**Task objective**
Lines below starting with the line with "392, row 497." and going on through the line with "95, row 709." must be output exactly; the rest of the records must be left out.

── Dataset content ──

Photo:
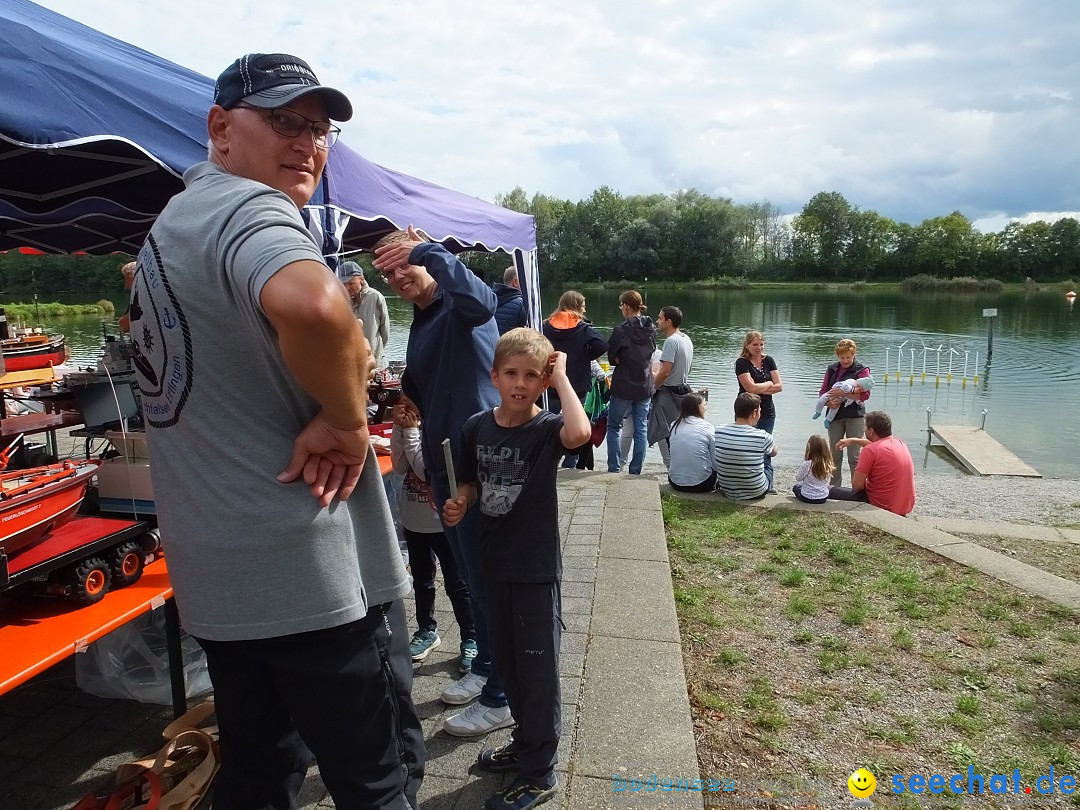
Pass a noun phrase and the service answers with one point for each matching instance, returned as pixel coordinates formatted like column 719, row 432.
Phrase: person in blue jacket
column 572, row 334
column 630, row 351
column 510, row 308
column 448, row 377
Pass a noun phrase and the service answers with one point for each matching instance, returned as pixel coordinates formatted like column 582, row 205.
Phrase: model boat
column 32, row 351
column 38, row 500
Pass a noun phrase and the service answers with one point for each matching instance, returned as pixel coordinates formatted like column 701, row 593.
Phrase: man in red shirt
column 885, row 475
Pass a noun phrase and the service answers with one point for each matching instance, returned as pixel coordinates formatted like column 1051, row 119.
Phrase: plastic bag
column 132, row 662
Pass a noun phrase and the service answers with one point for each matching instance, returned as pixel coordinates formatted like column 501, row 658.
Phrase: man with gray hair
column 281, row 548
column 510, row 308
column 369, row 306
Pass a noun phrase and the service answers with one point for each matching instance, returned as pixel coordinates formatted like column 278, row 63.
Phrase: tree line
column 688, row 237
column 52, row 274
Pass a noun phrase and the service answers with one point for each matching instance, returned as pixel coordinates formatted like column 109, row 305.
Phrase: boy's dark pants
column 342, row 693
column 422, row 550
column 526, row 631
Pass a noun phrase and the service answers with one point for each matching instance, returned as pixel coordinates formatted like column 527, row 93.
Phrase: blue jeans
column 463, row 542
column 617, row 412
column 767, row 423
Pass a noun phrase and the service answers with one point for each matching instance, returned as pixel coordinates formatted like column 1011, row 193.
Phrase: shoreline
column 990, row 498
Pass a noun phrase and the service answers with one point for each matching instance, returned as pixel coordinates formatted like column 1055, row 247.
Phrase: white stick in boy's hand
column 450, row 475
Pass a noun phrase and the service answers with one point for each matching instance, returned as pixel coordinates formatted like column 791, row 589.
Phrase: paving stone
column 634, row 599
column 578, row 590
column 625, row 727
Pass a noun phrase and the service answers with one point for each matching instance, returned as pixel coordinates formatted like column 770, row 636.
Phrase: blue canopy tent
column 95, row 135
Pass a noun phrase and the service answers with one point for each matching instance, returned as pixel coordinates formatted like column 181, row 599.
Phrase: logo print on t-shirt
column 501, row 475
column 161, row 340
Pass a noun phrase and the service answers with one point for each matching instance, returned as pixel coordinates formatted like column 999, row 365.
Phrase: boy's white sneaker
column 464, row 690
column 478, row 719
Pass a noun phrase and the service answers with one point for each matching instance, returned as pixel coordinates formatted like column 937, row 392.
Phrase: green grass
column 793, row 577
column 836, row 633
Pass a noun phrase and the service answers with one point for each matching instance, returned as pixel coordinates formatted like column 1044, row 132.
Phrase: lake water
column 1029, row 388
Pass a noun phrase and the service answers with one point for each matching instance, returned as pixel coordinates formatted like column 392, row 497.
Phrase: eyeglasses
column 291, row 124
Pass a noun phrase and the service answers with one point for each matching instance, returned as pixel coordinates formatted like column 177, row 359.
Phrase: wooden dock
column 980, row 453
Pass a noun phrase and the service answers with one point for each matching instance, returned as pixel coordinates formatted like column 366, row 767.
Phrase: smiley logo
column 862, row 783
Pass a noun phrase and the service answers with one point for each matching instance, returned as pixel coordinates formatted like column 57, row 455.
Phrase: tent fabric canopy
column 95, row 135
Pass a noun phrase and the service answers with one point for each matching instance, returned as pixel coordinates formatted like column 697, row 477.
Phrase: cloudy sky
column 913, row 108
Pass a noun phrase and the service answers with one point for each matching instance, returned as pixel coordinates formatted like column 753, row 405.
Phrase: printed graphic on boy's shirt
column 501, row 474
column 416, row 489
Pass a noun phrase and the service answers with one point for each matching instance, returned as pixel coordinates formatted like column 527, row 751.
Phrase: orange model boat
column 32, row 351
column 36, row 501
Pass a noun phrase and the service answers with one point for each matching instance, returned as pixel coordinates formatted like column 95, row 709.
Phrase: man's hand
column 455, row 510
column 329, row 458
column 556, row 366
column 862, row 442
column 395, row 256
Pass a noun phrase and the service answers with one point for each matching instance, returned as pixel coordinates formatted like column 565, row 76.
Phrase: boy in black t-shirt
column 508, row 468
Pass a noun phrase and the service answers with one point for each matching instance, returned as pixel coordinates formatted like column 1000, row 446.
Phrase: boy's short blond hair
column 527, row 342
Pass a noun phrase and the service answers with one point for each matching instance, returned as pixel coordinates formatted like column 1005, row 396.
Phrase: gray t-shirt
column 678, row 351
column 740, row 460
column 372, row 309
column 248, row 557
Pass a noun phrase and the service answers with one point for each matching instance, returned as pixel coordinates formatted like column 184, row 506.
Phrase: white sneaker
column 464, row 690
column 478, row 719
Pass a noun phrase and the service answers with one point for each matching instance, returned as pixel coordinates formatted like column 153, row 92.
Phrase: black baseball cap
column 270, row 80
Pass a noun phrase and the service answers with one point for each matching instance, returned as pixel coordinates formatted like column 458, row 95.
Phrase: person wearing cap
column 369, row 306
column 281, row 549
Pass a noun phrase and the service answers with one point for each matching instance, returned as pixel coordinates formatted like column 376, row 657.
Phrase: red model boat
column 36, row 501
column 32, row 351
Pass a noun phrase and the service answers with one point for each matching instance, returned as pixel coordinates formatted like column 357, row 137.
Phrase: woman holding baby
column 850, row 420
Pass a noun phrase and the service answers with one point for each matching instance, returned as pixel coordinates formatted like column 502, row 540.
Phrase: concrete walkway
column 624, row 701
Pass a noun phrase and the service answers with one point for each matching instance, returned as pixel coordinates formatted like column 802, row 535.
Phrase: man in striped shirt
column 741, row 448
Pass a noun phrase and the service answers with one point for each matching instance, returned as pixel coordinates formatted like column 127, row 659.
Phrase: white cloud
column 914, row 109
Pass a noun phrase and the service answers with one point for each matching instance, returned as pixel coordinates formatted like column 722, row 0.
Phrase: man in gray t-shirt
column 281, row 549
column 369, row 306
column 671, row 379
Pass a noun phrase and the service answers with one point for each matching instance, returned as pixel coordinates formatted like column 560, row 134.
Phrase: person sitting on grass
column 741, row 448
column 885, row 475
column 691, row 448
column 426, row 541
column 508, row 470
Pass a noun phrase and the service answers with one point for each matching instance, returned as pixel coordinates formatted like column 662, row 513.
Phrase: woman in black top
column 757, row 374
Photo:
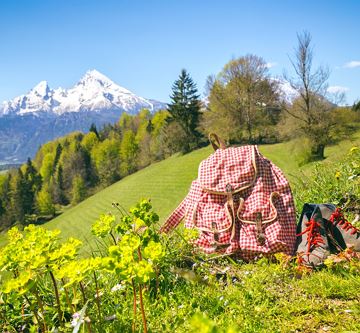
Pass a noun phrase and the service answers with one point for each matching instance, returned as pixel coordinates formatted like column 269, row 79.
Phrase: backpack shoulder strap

───

**Output below**
Pass a noun phrase and the service answers with one point for each matching instance, returned as pixel coordinates formatted like column 392, row 497.
Phrase: eyeglasses
column 291, row 124
Pass a noun phrase and the service answers with one point for each matching instance, returned as pixel coordinates formatted like column 177, row 359.
Phrase: wooden dock
column 980, row 453
Pass a noun phrase and the service answers with one point for each matching instance, returned as pixel coordinates formatted like column 366, row 767.
Phrase: smiley logo
column 862, row 783
Pass a noun phrase and the service answers with one point for each matching instance, returned as pixel coordinates formatted like column 57, row 455.
Phrase: tent fabric canopy
column 95, row 135
Pass a noun phrase and the service answers with one point for each matching instance, returned as pixel coordinates formatted like column 697, row 477.
Phrase: cloudy sky
column 913, row 108
Pass a noun phrase and the service answers with one point for each matching instance, returned as pixel coordinates formatted like column 753, row 405.
Phrase: printed graphic on boy's shirt
column 501, row 474
column 416, row 489
Pass a noun phrase and the service answers with one point for each matching instance, returned as pixel coordinates formatted like column 527, row 751.
Phrase: orange model boat
column 32, row 351
column 36, row 501
Pass a noun phrase and the service answers with one point for each matching instance, returned as pixel coordinates formatted like column 95, row 709.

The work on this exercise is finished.